Set down every record exactly as it appears.

(Beginning of Extracted information)

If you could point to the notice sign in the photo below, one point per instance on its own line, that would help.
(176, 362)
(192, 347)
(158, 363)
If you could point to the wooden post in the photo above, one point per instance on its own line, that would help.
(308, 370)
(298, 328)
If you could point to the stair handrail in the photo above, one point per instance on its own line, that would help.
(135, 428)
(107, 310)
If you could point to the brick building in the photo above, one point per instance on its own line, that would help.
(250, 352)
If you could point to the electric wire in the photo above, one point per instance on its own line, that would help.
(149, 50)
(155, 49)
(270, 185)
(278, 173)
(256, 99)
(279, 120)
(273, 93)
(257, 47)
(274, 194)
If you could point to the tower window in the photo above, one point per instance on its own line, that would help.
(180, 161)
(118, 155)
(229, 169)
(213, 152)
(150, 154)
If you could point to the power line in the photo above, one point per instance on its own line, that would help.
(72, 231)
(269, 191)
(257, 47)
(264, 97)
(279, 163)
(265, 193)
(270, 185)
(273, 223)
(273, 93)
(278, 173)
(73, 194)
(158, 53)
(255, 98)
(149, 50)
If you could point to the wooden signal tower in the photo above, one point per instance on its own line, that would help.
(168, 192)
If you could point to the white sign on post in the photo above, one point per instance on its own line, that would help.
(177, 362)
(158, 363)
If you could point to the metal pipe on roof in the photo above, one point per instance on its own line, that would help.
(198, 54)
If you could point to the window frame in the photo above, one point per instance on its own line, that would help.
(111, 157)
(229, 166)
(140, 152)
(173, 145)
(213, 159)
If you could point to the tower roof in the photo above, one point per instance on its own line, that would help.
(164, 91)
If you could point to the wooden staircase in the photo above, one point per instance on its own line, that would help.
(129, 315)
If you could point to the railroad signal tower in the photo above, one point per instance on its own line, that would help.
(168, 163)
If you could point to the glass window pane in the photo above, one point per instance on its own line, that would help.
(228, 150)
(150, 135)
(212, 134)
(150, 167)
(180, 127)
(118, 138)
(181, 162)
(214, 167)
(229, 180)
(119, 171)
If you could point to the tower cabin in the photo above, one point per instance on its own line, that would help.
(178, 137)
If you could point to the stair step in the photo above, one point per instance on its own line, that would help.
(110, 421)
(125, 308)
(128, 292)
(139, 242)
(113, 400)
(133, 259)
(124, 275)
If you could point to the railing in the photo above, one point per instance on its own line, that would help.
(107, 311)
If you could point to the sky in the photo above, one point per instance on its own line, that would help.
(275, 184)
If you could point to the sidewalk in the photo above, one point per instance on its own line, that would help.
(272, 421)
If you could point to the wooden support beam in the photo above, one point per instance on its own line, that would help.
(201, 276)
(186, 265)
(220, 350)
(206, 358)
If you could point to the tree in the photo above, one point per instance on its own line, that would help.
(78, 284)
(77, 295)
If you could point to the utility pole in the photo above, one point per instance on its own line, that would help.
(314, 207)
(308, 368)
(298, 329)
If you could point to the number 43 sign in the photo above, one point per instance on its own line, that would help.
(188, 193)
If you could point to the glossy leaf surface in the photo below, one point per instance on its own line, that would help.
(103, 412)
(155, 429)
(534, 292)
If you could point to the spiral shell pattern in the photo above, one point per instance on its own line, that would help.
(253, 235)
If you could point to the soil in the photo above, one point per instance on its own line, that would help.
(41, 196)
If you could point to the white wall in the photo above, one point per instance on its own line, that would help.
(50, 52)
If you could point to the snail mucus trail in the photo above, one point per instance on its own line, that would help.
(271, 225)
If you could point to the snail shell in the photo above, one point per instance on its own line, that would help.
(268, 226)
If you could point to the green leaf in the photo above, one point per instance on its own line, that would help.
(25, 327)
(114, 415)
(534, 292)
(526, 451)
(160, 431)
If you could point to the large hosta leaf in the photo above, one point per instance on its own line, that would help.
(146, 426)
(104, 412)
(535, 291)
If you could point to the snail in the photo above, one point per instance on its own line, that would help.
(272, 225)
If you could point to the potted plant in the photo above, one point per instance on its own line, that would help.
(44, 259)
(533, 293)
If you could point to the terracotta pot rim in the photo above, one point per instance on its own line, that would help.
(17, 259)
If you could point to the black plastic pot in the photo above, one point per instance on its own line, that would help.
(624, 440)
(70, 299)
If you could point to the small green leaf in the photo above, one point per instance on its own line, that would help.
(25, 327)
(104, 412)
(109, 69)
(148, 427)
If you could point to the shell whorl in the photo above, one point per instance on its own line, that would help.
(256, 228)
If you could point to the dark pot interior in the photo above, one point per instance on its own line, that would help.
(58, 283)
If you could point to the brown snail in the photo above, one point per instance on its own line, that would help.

(End of Extracted information)

**Output for this task**:
If you could point to the notice sign in the photo below, one point per instance on its own line, that would help.
(176, 362)
(192, 347)
(158, 363)
If you could point to the wooden post in the photo above, one point per instance on its own line, that would help.
(308, 370)
(298, 328)
If you could point to the stair handrail in the photo above, one point per instance on its own line, that would help.
(135, 428)
(107, 310)
If you could point to the brick building in the photo above, one point per instance on its own line, that would help.
(250, 352)
If you could point to the electric wire in the photo above, one point per instance on its own line, that would help.
(149, 50)
(155, 49)
(270, 185)
(278, 173)
(256, 99)
(279, 120)
(273, 93)
(257, 47)
(274, 194)
If you could point to the tower window in the photo above, one point per instance on its own line, that would help.
(180, 161)
(118, 155)
(229, 169)
(213, 152)
(150, 154)
If you could point to the power line in the photo above, one point per instance on its own line, that would help.
(72, 231)
(269, 191)
(257, 47)
(264, 97)
(279, 163)
(265, 193)
(270, 185)
(273, 223)
(273, 93)
(278, 173)
(73, 194)
(158, 53)
(255, 98)
(149, 50)
If you could point to the wooden signal tower in the photo above, one point per instance on its own line, that would help.
(168, 192)
If you could point to the white sign on post in the photo above, one point per instance on its own line, that would help.
(177, 362)
(158, 363)
If you could point to the metal pipe on roof in the photo above, one point per instance on its own line, that would help.
(198, 54)
If you could point to the window frame in the photo above, one point per instance on its own line, that would help.
(111, 157)
(229, 166)
(140, 152)
(173, 145)
(213, 159)
If you could point to the tower roof in the photo above, one point per instance on its own line, that would help.
(164, 91)
If you could point to the wooden staircase in the photo above, one point per instance on its own line, that would help.
(129, 315)
If you could point to the railroad signal tower in the photo above, one point per instance on its own line, that would help.
(168, 163)
If you could point to the glass window pane in the photo above, one point per instance on its own line, that would help.
(228, 150)
(150, 135)
(212, 134)
(150, 167)
(180, 127)
(118, 138)
(181, 162)
(214, 167)
(229, 180)
(119, 171)
If you could point to the tower cabin in the photo above, one point per instance on its own line, that would help.
(178, 137)
If you could point to the stair step in the photo above, one point per instance on its own line, that would help.
(110, 421)
(125, 308)
(128, 292)
(139, 242)
(113, 400)
(133, 259)
(124, 275)
If you could point to the railing in the photo above, one point per instance on its own line, that would help.
(107, 311)
If you could point to the sky in the photo above, one point per instance on its own line, that would help.
(275, 184)
If you could point to the sidewalk in the photo above, one point per instance on its own line, that would help.
(272, 421)
If you could point to the wooden support beam in the photo above, one point per instance on its own line, that would help.
(201, 276)
(186, 265)
(220, 350)
(206, 358)
If you could point to the tree in the photo above, one point per instance on its own line, that would help.
(78, 284)
(77, 295)
If you could point to the utility pole in the photo above, one point per instance on its own line, that would help.
(314, 207)
(308, 368)
(298, 329)
If you could point to the number 43 sign in the photo above, one point per instance on its own line, that would help.
(188, 193)
If you could point to the glossy leaf surface in the photo below, one point per instance on its own line, that would help.
(103, 412)
(155, 429)
(534, 292)
If you could point to the spiral shell pattern in the photo above, one point per instance on its own line, that would help.
(253, 235)
If you could point to the soil in the photo above, one point per instance on its own line, that would help.
(41, 196)
If you could point to the white wall in the photo above, one point per instance on its own line, that would help.
(50, 52)
If you could point to the snail mucus trail in the photo above, one point per instance on its own line, that would help.
(271, 225)
If you could point to the snail shell in the photo above, one point per instance on its own line, that would help.
(268, 226)
If you could point to the green leaf in the photo above, one point per instance on its own line, that would help.
(25, 327)
(114, 415)
(534, 292)
(526, 451)
(160, 431)
If you could point to the large hosta leaf in the photo above, one point per instance on its own line, that would help.
(146, 426)
(104, 412)
(535, 291)
If you could point to the snail in the photo above, one point per instance on its own line, that would help.
(272, 225)
If you could point to the potted plant in the photo above, one point per instance on its own line, that would help.
(44, 259)
(533, 293)
If you could point to the terracotta pot rim in the photo above, one point per instance on its own line, that would help.
(17, 259)
If you could point to the black plastic pot in the photo above, one point per instance on its own line, that would help.
(624, 440)
(70, 299)
If you could point to the small green leaf in the photo above, one point per instance on its own line, that would help.
(25, 327)
(104, 412)
(109, 69)
(148, 427)
If you could point to the shell whorl in the photo above, one point per instance on its own line, that would help.
(256, 228)
If you could point to the dark pot interior in the photo above, one point per instance on its own line, that would help.
(58, 283)
If you could point to the brown snail in the photo above, one point per instance on its own line, that would help.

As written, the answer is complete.